*** Opening INPUT DATA ***

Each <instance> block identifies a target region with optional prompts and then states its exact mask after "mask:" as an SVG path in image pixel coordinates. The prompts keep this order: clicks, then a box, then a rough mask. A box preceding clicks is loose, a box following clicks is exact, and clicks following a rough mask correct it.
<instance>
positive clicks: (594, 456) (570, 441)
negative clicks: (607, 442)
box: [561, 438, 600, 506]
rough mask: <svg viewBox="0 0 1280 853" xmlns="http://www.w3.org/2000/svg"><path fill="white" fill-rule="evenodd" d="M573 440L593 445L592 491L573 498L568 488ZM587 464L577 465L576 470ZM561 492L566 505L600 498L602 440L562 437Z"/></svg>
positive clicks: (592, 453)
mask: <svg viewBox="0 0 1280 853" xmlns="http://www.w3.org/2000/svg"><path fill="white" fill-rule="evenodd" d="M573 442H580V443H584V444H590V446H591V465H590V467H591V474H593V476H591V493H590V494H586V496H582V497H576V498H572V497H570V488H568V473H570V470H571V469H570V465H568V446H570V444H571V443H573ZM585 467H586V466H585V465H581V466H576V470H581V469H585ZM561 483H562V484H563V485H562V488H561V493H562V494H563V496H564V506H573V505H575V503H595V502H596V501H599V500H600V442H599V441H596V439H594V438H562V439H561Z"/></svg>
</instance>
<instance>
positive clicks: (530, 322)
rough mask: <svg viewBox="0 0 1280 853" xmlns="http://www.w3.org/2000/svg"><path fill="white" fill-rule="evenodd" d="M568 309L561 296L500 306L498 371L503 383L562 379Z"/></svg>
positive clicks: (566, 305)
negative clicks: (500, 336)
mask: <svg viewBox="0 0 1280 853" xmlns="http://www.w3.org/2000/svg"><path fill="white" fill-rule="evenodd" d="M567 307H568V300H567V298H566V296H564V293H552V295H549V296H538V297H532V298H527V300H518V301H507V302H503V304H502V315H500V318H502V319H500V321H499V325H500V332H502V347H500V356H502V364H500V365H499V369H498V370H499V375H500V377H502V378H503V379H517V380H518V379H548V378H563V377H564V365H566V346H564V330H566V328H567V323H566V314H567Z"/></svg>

*** Closing INPUT DATA ***

■ ABOUT THIS EXERCISE ■
Here the output must be the lines above from the line with "negative clicks: (607, 442)" to the line with "440L593 445L592 491L573", both included, duplicated word for word and nothing else.

■ WRITTEN ANSWER ■
negative clicks: (607, 442)
box: [561, 438, 600, 506]
rough mask: <svg viewBox="0 0 1280 853" xmlns="http://www.w3.org/2000/svg"><path fill="white" fill-rule="evenodd" d="M573 440L593 445L592 491L573 498L568 488ZM587 464L577 465L576 470ZM561 492L566 505L600 498L602 440L562 437Z"/></svg>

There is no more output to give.